Not sane at the time, Cremer argued before the jury. Campione herself never took the stand. Nor, oddly, was her husband summoned as a witness by the prosecution, despite being constantly evoked and referenced by both sides during the trial and directly addressed by his spouse on that shocking confessional video.
Campione was purportedly at the end of her emotional tether over a looming custody dispute with Leo when she drowned their daughters. A family court hearing had been scheduled for later that October week and Elaine was terrified that her hospital records would be used to support Leo’s application for full custody.
Three times in the previous year Campione had been hospitalized for psychiatric problems; at least once she’d attempted suicide, though calling her in-laws — a couple she detested — after taking a drug overdose.
Her lawyer maintained Campione’s fragile mental health had deteriorated drastically in the weeks before the children were killed, their mother snapping under the duress of the custody battle and Leo’s refusal to allow Elaine to move back to New Brunswick with the girls.
The slide into lethal madness, said Cremer, had begun at least a year earlier, but also had roots in her client’s long-standing depression and mental health issues, perhaps attributable to postpartum depression, even a head injury sustained during a teenage car accident.
The prosecution, led by Crown attorney Enno Meijers, countered that killings were committed knowingly and willfully.
Though Campione was emotionally exhausted and mentally ill, she still understood what she was doing and vengefully killed her children rather than surrender them to Leo, her allegedly abusive ex. Yet, the Crown suggested, Campione remained in love with Leo and had longed for a reconciliation. Only when this hope dimmed — Leo beginning a relationship with another woman, sending along papers to sell the matrimonial home, playing hardball on custody — did Elaine realize it was all over, said Meijers. The girls had been her one last connection to Leo and now he was likely going to get them.

◇ ◇ ◇

**PROBLEMS TO SOLVE:**
**A)** Answer these questions about the passage on the Campione trial:
(i) How many times had Campione been hospitalized for psychiatric problems in the previous year?
(ii) Who led the prosecution?
(iii) Where did Elaine want to move back to with the girls?
**B)** Write out the part of the passage on the Campione trial starting at "Campione was purportedly" and ending at "for full custody.".
The rows that follow come from a separate source.

**MATERIAL SUPPLIED:**
◇ ◇ ◇

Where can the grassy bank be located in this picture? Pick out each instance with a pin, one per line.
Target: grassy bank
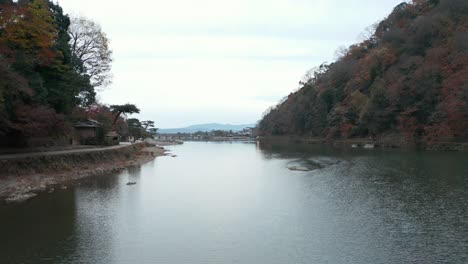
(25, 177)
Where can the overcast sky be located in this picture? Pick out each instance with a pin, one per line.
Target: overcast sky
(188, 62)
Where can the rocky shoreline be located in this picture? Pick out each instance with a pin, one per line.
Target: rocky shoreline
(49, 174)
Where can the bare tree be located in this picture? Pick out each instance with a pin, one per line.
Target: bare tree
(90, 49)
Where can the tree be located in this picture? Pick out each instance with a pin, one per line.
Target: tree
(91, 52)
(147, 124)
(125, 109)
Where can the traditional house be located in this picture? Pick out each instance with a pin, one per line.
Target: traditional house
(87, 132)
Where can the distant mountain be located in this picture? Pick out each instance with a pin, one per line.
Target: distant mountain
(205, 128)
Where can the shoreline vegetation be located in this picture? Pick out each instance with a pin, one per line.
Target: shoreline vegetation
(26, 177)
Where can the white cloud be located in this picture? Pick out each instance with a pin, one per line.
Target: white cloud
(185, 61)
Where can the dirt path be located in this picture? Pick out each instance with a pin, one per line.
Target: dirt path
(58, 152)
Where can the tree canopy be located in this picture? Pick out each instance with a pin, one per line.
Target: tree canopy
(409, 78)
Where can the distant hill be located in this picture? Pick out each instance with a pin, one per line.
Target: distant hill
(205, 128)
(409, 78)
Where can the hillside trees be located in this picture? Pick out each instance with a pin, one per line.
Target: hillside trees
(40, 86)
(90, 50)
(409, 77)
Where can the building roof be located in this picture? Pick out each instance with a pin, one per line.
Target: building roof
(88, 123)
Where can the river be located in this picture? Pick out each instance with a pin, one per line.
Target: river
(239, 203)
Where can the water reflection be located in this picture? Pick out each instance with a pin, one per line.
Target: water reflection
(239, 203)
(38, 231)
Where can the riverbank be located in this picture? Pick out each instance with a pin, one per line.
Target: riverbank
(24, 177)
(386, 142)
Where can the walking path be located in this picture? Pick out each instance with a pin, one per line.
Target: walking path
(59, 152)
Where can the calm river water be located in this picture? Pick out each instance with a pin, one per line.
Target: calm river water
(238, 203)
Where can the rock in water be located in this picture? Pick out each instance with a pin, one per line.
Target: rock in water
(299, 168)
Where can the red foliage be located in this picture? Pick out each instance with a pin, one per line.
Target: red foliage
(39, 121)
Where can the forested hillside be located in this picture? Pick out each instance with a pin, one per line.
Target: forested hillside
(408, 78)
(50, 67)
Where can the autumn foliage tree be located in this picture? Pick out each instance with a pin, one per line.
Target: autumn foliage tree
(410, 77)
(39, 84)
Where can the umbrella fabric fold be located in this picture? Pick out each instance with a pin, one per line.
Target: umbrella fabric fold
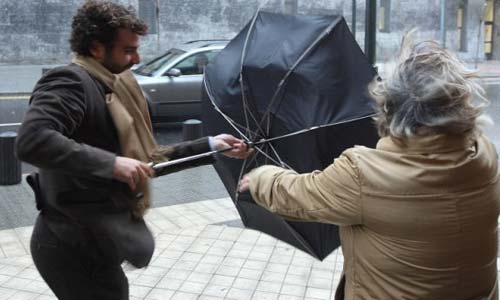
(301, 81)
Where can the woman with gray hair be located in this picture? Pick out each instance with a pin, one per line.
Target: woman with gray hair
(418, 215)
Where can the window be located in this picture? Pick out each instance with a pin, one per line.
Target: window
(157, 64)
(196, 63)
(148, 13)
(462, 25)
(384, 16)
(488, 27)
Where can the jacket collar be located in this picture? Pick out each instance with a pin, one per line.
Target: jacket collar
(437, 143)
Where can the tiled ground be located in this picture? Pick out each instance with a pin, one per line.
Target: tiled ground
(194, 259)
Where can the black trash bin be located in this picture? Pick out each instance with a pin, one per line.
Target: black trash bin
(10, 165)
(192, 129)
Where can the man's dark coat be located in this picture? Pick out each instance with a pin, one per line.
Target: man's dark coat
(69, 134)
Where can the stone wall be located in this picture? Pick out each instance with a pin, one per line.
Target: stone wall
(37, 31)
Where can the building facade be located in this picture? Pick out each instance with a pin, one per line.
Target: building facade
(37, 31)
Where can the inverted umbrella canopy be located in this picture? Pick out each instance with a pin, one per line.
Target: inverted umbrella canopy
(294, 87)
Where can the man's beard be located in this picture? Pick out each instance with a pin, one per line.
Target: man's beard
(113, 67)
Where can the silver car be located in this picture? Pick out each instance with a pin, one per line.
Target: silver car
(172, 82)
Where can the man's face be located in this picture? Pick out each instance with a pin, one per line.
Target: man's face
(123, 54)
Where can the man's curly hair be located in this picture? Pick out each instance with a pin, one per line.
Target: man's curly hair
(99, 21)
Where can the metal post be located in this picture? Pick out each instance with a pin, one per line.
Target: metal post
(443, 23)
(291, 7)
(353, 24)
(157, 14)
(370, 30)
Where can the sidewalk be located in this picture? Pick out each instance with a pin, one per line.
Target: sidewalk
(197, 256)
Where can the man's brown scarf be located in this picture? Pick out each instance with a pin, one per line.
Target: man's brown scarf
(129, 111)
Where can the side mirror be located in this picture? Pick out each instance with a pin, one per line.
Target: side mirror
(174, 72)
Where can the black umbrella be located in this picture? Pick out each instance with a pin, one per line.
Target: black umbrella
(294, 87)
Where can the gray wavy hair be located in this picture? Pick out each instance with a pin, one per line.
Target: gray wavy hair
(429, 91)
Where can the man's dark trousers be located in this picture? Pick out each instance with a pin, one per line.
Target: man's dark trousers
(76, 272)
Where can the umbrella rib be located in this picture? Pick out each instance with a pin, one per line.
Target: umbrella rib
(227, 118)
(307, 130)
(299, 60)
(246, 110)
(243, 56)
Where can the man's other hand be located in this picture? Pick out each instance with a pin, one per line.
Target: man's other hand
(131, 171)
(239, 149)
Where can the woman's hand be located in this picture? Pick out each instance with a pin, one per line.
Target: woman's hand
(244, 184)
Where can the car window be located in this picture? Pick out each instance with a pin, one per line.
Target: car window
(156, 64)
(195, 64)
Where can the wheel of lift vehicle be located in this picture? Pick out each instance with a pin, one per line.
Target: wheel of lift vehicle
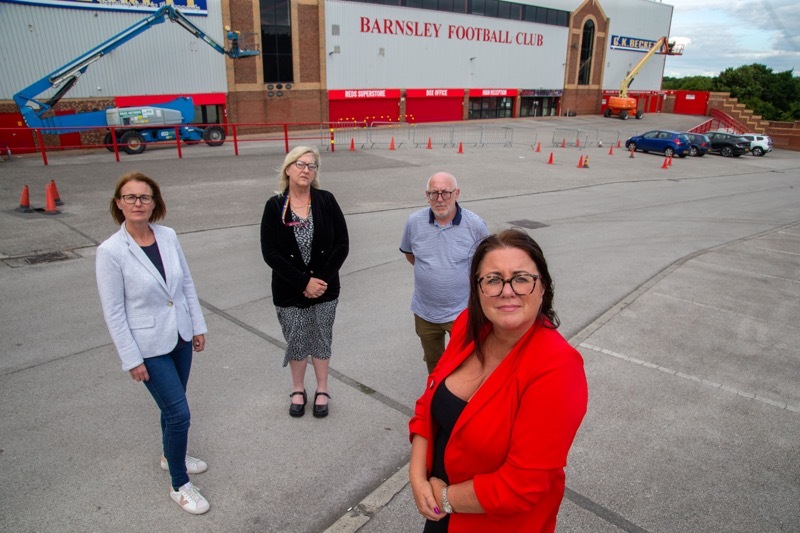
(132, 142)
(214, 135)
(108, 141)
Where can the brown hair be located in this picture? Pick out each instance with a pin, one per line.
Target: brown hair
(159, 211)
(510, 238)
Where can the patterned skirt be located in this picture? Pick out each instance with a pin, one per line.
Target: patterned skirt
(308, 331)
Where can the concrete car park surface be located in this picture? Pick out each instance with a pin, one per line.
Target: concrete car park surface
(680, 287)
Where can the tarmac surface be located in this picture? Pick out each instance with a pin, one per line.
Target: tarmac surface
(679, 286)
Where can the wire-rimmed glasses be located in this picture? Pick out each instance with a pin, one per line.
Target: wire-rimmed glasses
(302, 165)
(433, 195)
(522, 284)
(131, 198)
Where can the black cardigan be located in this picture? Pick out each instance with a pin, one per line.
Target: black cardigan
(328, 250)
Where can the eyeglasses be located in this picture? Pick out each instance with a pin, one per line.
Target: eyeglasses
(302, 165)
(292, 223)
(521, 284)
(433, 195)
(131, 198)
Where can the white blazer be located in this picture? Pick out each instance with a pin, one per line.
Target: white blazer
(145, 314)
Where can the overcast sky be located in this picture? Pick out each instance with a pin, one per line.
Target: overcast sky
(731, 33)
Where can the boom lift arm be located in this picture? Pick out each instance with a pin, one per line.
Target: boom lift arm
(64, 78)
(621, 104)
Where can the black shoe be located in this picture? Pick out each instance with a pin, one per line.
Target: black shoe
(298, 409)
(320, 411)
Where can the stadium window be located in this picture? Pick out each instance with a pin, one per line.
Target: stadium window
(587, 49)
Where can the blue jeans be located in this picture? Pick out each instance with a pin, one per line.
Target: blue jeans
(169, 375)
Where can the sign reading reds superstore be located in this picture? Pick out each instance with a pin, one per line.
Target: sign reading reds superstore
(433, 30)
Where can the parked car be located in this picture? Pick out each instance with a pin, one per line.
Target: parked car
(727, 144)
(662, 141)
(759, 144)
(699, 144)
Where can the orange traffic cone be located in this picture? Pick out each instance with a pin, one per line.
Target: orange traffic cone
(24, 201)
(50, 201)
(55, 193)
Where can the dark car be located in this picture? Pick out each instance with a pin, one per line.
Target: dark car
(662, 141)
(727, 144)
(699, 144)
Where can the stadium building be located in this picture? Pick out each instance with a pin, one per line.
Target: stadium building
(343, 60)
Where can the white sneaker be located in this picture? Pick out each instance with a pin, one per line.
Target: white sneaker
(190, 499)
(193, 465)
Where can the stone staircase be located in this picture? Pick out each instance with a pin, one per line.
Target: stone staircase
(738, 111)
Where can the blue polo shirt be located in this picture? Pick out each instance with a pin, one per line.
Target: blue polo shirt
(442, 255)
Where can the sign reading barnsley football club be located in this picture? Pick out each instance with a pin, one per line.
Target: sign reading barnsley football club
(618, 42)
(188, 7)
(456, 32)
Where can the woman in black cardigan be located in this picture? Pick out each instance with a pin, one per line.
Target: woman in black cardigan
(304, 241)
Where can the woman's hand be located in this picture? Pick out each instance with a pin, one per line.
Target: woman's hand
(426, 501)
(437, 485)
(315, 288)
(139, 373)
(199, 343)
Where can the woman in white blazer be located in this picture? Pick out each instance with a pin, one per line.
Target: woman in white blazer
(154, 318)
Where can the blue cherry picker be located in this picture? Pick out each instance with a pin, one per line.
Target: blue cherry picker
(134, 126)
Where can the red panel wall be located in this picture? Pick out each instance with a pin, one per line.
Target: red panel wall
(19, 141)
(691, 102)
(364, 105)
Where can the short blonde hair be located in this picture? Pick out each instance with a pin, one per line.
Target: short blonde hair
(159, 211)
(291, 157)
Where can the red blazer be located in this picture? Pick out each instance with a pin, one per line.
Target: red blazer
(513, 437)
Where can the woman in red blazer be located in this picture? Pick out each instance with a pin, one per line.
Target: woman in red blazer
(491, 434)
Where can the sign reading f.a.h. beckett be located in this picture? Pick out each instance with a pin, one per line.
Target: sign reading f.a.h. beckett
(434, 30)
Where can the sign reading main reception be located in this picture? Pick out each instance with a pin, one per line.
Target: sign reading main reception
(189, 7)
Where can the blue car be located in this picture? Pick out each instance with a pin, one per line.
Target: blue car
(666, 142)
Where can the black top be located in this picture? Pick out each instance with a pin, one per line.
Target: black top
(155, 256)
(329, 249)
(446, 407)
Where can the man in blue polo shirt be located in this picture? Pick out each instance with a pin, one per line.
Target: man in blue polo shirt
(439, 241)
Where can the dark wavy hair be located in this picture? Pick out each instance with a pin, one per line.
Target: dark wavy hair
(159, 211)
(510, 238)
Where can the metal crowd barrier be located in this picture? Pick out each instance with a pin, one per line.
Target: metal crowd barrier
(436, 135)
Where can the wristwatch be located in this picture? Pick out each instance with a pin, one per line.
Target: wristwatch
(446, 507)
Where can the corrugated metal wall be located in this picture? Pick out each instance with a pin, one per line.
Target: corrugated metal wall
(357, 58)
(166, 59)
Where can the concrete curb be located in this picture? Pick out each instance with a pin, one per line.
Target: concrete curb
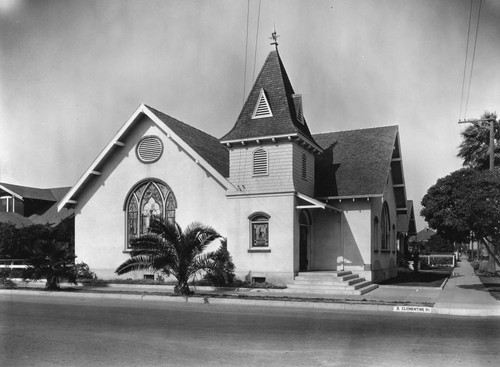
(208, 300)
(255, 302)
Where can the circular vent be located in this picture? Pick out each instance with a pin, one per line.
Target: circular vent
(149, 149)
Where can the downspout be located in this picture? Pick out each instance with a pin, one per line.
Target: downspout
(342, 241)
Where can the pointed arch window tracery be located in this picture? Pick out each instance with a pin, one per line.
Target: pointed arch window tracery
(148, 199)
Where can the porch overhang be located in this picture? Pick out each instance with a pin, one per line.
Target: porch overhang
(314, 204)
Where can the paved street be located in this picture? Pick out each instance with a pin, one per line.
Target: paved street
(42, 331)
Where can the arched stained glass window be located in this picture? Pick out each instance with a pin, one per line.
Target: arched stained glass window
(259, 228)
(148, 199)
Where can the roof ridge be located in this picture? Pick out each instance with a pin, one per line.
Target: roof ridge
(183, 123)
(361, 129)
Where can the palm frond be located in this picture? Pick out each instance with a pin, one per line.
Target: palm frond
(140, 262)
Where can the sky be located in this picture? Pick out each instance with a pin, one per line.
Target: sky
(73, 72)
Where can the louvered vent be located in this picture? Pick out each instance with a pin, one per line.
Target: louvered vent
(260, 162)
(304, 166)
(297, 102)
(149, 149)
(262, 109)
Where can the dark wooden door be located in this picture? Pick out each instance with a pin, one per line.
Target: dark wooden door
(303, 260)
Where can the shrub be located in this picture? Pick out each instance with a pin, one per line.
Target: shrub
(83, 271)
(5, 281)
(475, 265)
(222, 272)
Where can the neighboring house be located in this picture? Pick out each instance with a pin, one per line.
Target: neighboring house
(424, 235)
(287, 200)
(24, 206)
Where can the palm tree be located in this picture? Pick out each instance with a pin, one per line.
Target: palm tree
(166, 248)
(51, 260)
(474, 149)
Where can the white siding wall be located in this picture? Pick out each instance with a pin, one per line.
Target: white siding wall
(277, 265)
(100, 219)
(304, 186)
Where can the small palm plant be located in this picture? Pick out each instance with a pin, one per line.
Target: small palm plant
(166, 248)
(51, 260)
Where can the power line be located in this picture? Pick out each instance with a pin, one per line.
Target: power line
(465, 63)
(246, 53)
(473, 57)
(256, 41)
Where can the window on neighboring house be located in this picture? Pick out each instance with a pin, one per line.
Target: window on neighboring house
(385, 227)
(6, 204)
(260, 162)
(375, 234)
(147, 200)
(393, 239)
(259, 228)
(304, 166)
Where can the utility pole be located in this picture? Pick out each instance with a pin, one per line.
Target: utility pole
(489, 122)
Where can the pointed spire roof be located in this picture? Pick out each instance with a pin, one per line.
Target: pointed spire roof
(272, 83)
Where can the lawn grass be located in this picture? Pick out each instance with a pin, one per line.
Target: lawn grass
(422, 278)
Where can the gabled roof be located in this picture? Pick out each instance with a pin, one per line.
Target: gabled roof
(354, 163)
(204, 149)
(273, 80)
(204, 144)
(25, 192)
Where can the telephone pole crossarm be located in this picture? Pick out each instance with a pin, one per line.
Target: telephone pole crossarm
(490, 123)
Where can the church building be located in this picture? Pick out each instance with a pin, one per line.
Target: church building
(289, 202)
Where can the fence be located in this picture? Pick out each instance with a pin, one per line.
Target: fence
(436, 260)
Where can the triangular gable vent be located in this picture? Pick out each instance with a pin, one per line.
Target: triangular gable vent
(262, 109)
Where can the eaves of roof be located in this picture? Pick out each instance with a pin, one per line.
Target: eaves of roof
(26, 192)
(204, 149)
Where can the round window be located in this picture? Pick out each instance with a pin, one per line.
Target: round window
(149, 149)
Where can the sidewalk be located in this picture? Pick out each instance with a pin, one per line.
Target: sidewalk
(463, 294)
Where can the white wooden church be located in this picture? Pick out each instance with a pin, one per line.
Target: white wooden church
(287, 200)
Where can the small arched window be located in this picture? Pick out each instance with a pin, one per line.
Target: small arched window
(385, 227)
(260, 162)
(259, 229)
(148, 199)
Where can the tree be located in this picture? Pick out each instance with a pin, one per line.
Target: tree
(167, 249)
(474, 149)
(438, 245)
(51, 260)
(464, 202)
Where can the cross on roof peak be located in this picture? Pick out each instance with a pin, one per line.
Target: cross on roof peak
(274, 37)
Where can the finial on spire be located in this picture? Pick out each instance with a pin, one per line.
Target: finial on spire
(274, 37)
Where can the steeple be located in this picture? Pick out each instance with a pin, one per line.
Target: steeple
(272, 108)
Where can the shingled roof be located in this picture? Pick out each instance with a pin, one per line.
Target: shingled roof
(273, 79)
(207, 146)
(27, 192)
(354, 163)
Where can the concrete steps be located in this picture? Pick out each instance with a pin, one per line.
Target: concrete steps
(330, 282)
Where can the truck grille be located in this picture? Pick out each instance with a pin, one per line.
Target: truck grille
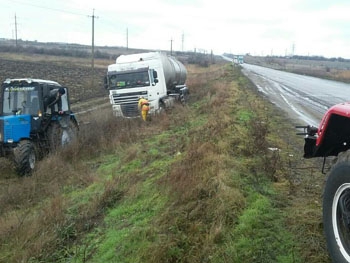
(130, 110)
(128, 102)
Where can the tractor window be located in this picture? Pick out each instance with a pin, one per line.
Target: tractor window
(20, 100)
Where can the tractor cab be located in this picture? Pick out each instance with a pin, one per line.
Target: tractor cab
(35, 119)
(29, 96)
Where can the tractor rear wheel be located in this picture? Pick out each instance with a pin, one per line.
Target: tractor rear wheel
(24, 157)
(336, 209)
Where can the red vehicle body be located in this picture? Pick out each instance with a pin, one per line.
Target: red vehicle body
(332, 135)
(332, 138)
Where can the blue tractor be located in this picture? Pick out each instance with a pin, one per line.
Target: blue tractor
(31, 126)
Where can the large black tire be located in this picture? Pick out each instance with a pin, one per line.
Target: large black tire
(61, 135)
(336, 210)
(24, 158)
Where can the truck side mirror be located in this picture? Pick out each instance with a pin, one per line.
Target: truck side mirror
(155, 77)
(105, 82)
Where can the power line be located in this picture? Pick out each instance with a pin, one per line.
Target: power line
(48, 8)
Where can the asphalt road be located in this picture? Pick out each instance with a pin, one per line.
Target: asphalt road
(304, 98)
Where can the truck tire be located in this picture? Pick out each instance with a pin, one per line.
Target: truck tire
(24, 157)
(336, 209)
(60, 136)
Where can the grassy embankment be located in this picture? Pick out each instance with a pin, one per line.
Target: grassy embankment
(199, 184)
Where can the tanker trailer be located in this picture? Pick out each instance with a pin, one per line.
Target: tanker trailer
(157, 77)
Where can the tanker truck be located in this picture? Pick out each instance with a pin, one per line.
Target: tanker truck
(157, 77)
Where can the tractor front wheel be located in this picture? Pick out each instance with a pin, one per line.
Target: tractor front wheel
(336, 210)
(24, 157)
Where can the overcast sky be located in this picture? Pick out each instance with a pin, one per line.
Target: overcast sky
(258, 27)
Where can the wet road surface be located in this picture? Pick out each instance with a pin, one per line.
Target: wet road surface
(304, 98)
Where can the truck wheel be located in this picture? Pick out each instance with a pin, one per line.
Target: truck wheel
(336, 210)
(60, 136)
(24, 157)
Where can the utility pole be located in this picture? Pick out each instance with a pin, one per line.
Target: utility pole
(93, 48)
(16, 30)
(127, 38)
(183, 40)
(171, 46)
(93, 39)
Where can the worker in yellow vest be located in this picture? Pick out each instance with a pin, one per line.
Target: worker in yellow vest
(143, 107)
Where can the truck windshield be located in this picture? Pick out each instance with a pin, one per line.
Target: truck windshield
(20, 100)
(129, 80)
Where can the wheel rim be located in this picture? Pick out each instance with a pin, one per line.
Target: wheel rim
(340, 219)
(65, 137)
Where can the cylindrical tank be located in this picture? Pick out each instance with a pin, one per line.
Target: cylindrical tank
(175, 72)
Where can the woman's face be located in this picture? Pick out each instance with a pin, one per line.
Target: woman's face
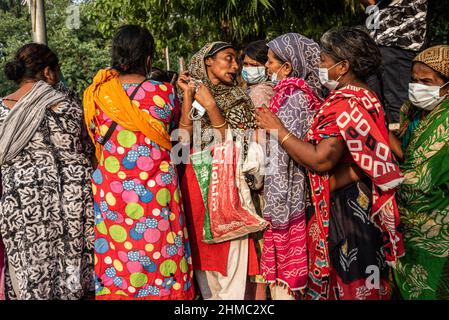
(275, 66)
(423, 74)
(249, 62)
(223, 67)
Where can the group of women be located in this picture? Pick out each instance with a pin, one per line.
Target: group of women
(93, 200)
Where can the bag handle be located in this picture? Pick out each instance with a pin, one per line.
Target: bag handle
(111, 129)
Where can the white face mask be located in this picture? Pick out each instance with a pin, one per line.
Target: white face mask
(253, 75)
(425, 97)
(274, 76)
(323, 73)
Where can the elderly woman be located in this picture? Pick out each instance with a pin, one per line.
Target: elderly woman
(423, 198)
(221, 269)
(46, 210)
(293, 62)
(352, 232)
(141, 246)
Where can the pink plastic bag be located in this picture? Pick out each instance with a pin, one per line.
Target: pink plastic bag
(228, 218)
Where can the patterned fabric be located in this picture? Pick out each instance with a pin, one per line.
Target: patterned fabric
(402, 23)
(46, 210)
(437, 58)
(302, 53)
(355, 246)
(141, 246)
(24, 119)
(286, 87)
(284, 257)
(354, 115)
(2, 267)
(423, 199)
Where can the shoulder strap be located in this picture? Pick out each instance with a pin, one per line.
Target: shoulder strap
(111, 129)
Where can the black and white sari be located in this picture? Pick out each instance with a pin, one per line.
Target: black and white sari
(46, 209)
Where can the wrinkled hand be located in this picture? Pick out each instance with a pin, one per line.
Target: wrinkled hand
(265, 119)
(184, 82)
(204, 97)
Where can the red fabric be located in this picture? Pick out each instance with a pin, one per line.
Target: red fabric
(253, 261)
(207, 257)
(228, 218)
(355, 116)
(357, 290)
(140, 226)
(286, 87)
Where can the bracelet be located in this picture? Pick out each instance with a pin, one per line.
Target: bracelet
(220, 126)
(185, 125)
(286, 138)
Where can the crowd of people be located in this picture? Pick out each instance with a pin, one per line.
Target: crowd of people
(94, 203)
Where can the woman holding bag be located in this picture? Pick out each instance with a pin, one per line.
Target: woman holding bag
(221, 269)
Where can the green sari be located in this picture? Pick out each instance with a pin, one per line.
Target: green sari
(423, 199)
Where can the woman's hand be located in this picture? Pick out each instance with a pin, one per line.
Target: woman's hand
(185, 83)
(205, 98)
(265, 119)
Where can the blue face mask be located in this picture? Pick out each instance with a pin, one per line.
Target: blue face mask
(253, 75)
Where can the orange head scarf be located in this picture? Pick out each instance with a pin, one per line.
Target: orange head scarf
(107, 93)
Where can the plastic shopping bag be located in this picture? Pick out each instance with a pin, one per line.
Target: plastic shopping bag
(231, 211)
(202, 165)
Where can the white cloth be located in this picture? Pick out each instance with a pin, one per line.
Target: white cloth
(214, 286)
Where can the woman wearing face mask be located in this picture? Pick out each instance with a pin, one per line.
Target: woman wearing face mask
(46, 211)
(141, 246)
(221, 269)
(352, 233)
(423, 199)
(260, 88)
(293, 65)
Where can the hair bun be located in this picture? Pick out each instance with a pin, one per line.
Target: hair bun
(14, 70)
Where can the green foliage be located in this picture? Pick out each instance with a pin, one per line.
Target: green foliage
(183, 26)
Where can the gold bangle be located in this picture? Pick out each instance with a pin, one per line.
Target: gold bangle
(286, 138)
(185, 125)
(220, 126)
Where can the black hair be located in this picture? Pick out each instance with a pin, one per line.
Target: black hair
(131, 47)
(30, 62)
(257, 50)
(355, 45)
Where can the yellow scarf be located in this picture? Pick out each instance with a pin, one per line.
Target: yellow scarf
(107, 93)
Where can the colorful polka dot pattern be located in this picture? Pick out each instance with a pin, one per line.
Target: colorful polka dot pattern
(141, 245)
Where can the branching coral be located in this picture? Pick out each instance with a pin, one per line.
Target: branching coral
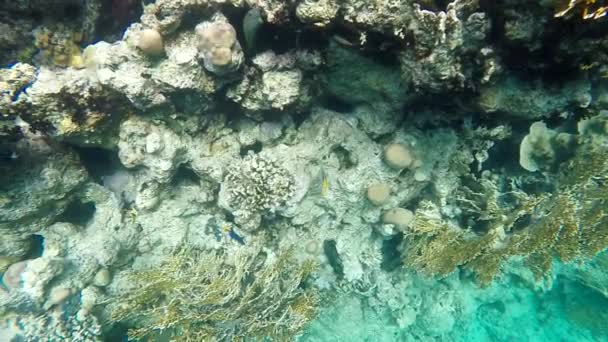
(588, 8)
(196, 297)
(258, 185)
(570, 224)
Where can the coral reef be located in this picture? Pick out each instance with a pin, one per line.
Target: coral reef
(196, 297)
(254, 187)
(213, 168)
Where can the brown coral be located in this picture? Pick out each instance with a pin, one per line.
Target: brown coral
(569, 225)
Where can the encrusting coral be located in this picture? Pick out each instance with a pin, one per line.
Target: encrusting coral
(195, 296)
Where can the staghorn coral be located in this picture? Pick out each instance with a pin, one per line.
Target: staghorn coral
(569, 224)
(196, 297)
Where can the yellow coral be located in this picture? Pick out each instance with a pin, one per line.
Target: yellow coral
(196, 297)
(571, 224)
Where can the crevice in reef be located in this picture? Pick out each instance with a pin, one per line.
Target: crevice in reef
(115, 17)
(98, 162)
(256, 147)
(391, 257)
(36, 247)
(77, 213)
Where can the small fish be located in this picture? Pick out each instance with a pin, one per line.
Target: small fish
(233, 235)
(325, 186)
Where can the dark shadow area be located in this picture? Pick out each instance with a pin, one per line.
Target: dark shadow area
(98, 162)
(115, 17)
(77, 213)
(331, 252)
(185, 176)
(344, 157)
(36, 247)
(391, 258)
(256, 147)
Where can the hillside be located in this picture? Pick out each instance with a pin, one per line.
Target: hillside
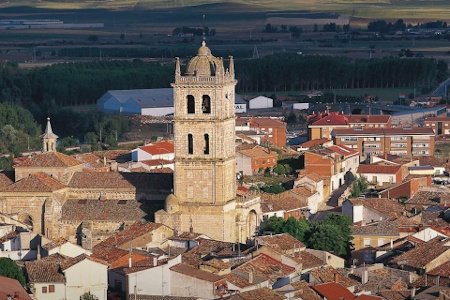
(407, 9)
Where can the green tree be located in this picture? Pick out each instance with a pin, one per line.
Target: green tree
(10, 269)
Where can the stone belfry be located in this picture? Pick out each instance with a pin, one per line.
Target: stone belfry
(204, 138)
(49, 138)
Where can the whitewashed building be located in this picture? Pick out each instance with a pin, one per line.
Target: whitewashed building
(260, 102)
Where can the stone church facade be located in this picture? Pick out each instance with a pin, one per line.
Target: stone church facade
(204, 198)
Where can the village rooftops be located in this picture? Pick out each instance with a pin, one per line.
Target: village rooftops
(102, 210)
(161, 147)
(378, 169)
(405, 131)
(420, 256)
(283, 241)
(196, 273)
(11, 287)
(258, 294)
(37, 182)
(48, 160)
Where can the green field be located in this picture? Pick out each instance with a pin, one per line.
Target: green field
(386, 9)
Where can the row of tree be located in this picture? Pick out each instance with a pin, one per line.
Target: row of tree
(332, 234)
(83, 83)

◇ ◇ ◇

**LIST OF SOLUTIONS:**
**A)**
(i) Three times
(ii) Crown attorney Enno Meijers
(iii) New Brunswick

**B)**
Campione was purportedly at the end of her emotional tether over a looming custody dispute with Leo when she drowned their daughters. A family court hearing had been scheduled for later that October week and Elaine was terrified that her hospital records would be used to support Leo’s application for full custody.